Yazılı İstek 1 | Aşağıdaki kaynak metinden "Yapay zekâ roman" ile "anında önümüze gelecek?" arasındaki kısmı, her iki uç da dahil olmak üzere, harfi harfine yazın.

Yapay zekâ roman da yazar mı?
Bir romanda geçen herhangi bir olayı, belli bir zaman dilimini, karakterlerin ayrı ayrı hikâyesini, toplumsal, psikolojik ve kültürel katmanları nasıl anında önümüze gelecek?
Türkiye Bilişim Derneği, Türkiye’nin en büyük sivil toplum kuruluşlarından biri. Sık sık kongreler, sempozyumlar, etkinlikler düzenliyor, yayınlar yapıyor, dergiler çıkarıyor, yenilikleri duyuruyor. Koray Özer’le TBD Bilim-Kurgu Öykü yarışmasını ve derneğin çalışmalarını, yapay zekanın edebiyatı nasıl etkileyeceğini konuştuk.
- Türkiye Bilişim Derneği (TBD) hakkında neler söylersiniz?
TBD, bilişim kültürünü yaymak ve bilişimin kalkınmada öncü rol almasını sağlamak amacıyla 1971 yılında kuruldu. Bugüne dek bilişimle ilgili 500’e yakın etkinlik, yüzlerce rapor ve kitap yayımladı. 1972 yılında TBD tarafından çıkarılmaya başlanan Bilişim Dergisi bu yıl 50. yaşını kutladı. Günümüzde bilişim alanında Türkçe sözcükler kullanabiliyorsak bunu derneğin Onursal Başkanı olan kurucu üyelerden Prof. Dr. Aydın Köksal ve arkadaşlarına borçluyuz. Köksal, “bilişim”, “bilgisayar”, “yazılım”, “donanım” ve “yazıcı” gibi içinde bine yakın terim bulunan ve hemen hepsi benimsenmiş, Bilişim Terimleri Sözlüğü hazırladı. TBD’nin terim çalışmaları Prof. Dr. Tuncer Ören başkanlığında hâlâ sürüyor. Benim de üyesi olduğum Özenli Türkçe Çalışma Grubu’nun ürettiği bilişim terimi sayısı 20 bine ulaştı. TBD 12 binden fazla üyesi, 10 şubesi, 13 il temsilciliği ve üniversitelerdeki genç örgütlenmeleriyle Türkiye’nin en büyük sivil toplum kuruluşlarından biri.

Yazılı İstek 2 | Aşağıdaki kayıtlarda "yellow" sözcüğünün geçtiği satırları sayın ve yalnızca sayıyı yazın.

Verilen Bilgiler |
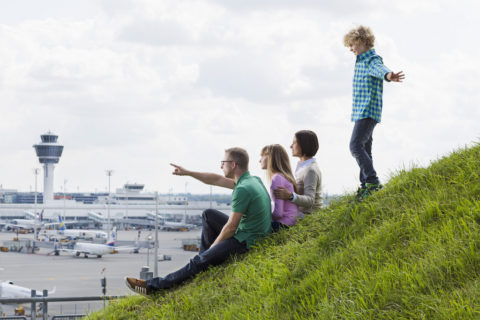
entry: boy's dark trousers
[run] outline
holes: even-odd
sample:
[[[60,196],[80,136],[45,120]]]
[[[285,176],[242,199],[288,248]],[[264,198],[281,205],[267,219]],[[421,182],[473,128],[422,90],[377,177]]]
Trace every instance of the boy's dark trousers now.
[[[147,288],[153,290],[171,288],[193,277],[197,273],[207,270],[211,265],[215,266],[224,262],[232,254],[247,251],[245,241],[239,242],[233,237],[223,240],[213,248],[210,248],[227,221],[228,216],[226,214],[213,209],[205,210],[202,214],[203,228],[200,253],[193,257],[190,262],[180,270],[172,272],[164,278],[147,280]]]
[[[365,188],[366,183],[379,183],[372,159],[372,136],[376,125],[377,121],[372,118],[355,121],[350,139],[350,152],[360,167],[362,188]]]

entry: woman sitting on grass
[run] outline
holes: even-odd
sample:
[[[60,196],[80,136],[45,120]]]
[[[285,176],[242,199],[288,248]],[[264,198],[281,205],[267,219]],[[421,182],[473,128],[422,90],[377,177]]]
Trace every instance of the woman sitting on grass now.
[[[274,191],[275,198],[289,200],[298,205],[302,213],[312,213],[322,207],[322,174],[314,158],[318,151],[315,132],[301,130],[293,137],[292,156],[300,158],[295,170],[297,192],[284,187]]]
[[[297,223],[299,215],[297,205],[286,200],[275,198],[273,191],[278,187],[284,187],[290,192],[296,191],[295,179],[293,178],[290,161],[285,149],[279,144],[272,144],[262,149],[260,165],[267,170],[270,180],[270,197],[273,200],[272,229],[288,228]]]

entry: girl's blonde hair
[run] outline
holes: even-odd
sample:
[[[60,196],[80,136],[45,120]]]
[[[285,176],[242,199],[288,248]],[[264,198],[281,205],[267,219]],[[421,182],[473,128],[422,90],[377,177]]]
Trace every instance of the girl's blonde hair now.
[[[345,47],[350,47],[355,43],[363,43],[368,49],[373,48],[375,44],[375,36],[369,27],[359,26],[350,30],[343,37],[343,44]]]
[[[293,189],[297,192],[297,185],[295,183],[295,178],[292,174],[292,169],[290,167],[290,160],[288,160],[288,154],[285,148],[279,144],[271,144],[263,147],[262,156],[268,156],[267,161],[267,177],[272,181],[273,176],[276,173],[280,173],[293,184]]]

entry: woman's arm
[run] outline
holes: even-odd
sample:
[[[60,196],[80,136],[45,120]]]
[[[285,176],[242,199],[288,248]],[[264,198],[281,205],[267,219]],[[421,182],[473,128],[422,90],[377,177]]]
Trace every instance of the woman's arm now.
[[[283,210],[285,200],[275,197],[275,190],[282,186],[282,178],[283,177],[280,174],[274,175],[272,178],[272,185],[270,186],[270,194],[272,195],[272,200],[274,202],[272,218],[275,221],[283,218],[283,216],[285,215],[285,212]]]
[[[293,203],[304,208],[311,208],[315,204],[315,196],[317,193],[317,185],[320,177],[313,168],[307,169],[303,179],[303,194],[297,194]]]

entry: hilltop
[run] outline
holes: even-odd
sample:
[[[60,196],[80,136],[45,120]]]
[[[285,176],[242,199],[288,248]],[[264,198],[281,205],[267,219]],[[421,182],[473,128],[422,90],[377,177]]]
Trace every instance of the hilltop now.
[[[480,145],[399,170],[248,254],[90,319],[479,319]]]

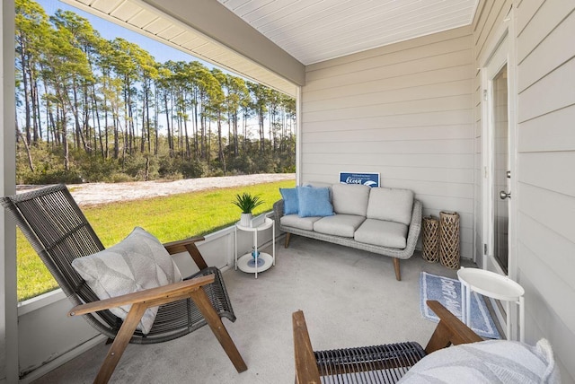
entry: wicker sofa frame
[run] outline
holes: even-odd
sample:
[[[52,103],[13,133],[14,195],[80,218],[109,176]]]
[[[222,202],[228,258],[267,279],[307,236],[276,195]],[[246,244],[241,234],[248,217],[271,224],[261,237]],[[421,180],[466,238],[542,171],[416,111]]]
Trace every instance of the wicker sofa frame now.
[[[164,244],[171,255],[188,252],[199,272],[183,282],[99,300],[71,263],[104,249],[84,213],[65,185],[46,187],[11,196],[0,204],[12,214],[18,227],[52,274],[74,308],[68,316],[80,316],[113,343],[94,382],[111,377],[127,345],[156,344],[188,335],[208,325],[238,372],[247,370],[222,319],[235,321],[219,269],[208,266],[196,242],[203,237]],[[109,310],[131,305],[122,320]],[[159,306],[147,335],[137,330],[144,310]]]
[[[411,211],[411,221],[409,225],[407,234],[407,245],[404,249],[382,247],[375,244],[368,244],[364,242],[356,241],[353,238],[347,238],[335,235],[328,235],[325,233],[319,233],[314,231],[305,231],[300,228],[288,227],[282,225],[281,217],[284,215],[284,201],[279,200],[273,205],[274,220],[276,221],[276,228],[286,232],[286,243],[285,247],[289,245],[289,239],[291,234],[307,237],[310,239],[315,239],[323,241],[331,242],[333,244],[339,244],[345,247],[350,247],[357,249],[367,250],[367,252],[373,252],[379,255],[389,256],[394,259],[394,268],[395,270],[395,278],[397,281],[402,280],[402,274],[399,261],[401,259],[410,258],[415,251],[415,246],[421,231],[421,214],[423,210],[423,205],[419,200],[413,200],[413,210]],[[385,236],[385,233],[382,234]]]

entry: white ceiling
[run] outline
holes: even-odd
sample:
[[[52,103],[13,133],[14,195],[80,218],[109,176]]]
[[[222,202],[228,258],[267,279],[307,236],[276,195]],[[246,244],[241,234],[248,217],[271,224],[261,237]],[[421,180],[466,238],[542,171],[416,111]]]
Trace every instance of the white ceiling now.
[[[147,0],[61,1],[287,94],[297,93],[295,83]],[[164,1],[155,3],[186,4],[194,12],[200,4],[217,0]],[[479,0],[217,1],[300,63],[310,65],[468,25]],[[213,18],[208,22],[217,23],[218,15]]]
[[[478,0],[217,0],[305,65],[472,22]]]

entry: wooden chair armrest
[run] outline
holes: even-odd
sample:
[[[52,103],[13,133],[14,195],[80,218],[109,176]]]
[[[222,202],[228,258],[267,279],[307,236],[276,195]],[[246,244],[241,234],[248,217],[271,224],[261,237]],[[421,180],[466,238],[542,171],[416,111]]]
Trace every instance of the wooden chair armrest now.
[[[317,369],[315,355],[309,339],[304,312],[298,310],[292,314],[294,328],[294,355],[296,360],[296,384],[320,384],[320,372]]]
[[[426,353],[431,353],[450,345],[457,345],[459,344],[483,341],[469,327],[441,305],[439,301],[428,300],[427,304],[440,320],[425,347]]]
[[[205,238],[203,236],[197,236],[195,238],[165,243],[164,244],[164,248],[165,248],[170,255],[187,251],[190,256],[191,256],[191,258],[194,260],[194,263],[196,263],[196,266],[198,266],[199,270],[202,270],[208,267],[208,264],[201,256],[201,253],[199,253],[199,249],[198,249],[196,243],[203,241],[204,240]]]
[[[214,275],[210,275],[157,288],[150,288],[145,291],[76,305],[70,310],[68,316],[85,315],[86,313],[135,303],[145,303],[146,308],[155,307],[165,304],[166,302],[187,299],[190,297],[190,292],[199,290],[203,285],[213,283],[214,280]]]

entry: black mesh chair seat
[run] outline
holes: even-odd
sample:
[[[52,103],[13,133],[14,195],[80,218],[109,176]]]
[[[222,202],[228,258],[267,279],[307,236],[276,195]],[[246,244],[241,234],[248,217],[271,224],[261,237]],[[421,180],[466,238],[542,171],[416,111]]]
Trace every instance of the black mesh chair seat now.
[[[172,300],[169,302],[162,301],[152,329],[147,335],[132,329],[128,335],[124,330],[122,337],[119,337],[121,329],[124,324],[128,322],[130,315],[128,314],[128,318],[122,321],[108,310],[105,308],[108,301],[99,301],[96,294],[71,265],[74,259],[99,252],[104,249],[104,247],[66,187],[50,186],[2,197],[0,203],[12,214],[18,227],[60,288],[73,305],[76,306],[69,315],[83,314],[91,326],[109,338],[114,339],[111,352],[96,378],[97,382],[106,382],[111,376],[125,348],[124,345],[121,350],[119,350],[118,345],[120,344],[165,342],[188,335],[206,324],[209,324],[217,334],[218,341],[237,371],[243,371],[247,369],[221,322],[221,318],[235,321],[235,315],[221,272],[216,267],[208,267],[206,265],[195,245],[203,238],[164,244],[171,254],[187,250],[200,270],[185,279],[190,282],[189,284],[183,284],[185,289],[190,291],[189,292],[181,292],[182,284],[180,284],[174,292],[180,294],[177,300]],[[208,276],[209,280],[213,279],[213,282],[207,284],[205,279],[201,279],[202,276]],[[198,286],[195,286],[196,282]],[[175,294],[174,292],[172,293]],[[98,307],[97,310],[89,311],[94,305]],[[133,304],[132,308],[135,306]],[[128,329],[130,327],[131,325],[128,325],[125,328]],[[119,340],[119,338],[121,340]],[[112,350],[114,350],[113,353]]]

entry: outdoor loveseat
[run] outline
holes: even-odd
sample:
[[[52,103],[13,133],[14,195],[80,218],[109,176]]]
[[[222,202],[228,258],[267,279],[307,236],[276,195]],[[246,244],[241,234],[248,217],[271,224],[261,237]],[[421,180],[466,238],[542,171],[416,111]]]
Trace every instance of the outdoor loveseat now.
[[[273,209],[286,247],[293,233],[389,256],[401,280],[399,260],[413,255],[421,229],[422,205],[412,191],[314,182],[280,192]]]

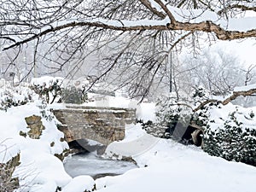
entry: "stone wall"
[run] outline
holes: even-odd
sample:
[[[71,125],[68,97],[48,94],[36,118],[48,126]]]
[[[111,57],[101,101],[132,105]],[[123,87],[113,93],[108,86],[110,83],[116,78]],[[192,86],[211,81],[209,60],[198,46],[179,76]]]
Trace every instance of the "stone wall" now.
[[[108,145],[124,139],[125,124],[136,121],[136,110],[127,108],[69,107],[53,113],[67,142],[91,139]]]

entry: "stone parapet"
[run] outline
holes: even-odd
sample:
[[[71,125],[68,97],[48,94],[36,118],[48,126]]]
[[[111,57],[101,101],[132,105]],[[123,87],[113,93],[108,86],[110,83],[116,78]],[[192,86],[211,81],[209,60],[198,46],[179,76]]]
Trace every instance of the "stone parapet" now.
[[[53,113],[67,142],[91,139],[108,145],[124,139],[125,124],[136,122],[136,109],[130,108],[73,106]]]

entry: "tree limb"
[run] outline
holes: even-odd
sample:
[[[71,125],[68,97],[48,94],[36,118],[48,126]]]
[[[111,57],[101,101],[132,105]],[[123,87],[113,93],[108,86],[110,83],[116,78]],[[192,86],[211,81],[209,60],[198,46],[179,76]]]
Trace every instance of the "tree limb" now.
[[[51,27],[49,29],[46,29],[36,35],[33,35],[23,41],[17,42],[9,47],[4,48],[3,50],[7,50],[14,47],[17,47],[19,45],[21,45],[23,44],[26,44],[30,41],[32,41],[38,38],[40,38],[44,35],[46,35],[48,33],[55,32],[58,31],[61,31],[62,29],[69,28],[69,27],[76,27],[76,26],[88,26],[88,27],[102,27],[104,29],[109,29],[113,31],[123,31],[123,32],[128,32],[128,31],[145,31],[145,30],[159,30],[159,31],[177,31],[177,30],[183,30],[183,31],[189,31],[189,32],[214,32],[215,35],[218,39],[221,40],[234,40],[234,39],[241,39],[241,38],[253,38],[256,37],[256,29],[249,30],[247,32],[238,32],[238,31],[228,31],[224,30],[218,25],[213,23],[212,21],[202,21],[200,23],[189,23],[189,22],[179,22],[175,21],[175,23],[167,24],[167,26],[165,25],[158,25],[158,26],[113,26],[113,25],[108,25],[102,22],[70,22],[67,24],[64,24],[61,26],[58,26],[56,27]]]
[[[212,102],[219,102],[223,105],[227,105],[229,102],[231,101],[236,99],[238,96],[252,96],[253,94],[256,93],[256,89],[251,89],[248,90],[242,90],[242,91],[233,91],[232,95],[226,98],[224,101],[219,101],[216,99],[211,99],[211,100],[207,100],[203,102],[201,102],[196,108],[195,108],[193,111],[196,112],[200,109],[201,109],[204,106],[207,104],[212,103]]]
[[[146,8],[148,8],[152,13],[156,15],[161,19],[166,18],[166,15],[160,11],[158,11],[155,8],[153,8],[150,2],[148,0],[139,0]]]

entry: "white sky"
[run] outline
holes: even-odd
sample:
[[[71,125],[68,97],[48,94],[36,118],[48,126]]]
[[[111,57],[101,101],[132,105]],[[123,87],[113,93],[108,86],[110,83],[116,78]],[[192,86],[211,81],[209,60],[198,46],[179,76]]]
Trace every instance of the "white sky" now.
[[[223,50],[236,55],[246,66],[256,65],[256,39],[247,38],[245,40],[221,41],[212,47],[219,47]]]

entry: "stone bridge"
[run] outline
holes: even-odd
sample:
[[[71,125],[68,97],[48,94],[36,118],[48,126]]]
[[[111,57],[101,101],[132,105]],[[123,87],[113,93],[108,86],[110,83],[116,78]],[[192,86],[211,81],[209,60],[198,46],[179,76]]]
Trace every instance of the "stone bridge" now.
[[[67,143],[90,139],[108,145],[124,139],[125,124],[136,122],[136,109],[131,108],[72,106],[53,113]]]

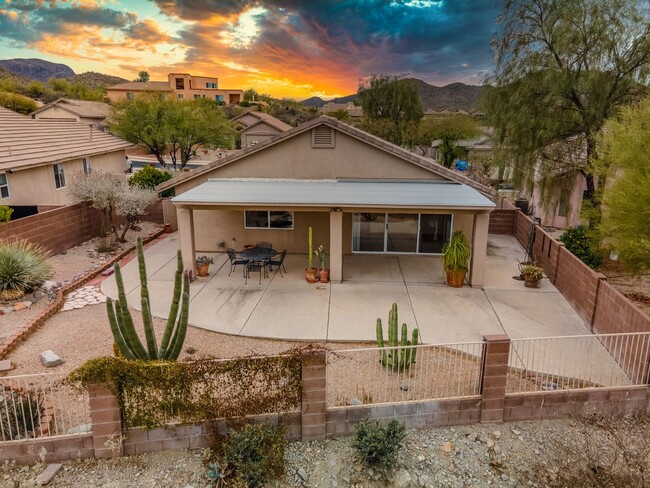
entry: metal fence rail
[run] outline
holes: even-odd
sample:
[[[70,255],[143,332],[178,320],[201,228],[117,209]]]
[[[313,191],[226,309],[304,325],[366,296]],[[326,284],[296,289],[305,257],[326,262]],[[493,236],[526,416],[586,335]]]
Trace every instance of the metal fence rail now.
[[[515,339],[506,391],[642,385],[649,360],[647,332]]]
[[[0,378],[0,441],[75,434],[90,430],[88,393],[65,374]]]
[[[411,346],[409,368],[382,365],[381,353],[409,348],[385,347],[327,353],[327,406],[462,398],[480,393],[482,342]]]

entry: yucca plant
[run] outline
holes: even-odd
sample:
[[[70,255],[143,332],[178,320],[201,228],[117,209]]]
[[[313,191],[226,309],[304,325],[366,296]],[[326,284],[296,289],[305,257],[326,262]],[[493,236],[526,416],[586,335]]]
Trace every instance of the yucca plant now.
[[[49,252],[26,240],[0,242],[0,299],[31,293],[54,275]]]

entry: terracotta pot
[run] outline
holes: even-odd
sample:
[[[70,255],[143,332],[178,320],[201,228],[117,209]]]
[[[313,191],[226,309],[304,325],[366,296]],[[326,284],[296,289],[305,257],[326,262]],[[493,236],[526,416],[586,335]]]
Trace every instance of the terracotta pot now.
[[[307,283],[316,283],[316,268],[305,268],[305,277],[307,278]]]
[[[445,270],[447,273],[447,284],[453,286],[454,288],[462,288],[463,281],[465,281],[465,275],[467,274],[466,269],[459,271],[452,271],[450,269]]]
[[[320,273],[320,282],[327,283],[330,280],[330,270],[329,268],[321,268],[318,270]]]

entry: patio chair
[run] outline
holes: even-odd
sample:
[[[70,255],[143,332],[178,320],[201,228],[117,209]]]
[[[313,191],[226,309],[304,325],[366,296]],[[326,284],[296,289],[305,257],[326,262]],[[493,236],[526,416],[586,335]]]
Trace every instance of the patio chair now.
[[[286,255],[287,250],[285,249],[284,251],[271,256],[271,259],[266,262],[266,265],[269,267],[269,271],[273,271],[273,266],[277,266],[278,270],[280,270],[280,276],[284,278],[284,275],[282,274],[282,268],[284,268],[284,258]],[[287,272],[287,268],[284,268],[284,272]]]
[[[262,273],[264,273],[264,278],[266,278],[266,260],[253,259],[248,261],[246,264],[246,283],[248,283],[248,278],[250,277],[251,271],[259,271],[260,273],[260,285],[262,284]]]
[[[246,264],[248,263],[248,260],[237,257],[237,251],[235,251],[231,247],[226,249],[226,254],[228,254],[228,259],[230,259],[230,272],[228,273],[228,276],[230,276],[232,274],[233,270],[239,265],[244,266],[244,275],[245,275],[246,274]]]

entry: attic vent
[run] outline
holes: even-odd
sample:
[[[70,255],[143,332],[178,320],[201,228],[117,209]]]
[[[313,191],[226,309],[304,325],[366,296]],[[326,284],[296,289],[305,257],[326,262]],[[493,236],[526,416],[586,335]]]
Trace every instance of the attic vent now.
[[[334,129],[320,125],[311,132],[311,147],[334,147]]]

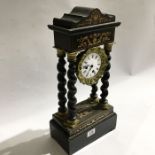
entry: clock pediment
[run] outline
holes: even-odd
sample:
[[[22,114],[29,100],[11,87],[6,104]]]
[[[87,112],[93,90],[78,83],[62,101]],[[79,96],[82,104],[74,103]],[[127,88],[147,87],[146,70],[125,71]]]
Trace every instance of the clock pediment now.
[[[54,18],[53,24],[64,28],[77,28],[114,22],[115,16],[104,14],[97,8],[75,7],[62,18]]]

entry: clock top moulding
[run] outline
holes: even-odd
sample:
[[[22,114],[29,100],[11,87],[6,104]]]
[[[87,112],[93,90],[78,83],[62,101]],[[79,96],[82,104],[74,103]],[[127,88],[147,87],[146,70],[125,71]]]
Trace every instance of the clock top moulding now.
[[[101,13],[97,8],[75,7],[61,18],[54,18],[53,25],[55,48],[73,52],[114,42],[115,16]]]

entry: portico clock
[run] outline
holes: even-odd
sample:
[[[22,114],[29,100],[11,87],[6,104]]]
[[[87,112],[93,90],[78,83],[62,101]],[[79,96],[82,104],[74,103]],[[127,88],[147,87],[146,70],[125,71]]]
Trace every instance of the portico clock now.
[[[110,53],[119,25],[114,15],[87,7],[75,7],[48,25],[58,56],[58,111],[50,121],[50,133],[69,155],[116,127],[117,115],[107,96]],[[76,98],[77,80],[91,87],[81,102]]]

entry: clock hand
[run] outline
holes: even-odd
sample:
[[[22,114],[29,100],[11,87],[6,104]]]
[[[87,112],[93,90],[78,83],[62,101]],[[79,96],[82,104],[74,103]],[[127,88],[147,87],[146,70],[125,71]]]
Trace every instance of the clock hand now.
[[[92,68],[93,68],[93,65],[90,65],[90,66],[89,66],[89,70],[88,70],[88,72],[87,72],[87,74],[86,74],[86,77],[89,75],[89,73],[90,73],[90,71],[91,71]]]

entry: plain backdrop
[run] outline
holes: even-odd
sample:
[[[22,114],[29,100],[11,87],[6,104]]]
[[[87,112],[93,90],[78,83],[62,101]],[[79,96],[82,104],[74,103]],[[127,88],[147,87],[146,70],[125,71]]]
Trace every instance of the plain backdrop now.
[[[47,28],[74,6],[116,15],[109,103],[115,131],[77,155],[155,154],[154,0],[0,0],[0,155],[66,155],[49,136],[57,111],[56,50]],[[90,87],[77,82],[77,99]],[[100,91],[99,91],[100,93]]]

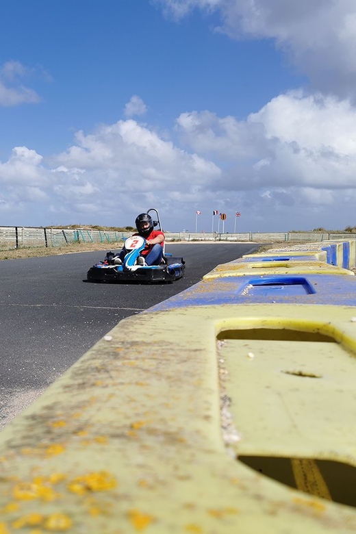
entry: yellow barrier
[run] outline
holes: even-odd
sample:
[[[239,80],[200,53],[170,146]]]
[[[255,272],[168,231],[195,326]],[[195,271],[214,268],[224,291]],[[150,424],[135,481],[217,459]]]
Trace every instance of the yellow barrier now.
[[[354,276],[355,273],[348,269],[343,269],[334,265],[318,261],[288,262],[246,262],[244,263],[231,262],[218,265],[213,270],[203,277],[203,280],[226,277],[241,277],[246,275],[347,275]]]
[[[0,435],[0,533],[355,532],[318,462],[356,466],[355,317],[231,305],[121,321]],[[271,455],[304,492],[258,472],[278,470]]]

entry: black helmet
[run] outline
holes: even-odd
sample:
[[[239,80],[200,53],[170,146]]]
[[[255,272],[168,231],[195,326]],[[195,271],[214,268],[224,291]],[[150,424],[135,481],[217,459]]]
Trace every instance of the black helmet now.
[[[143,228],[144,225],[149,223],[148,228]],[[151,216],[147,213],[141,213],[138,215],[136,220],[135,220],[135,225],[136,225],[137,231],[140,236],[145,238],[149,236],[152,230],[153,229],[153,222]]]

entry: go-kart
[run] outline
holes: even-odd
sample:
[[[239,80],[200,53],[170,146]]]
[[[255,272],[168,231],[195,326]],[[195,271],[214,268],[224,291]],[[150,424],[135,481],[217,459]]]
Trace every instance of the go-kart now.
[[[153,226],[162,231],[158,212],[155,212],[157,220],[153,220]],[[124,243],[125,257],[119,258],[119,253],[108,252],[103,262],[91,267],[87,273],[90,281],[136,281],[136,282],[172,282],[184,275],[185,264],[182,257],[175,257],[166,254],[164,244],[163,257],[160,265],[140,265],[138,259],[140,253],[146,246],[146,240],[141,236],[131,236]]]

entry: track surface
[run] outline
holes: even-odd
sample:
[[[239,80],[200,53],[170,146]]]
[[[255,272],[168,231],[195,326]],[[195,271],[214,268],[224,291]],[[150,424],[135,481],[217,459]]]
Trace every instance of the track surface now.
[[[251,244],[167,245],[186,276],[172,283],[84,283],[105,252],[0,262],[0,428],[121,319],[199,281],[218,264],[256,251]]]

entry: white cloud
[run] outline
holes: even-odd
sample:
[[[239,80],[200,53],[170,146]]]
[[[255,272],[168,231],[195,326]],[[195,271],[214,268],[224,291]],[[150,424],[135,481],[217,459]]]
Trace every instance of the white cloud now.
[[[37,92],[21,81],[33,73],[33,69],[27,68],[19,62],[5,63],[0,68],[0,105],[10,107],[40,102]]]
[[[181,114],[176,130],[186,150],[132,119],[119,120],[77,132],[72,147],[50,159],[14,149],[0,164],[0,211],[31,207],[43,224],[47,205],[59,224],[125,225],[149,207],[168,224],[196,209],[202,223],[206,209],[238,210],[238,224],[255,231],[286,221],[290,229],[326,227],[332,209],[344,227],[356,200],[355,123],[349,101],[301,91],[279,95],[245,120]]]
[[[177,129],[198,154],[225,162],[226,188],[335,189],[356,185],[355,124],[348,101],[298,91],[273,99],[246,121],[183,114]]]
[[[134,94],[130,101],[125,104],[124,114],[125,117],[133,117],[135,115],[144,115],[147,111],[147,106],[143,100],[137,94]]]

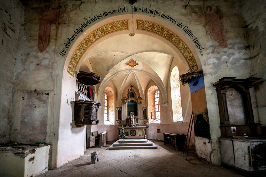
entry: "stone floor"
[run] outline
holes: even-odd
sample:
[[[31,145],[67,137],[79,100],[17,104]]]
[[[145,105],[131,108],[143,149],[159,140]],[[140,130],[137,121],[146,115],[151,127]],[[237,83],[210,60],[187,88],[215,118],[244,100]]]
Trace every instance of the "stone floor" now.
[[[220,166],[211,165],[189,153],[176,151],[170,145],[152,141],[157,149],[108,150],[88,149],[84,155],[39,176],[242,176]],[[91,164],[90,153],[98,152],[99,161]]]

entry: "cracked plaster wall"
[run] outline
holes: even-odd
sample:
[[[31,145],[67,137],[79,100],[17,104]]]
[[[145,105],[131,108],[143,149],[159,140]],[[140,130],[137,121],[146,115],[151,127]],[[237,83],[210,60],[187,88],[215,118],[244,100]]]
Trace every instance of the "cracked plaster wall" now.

Tam Yanıt 1 |
Yapay zekâ roman da yazar mı?
Bir romanda geçen herhangi bir olayı, belli bir zaman dilimini, karakterlerin ayrı ayrı hikâyesini, toplumsal, psikolojik ve kültürel katmanları nasıl anında önümüze gelecek?

Tam Yanıt 2 | 2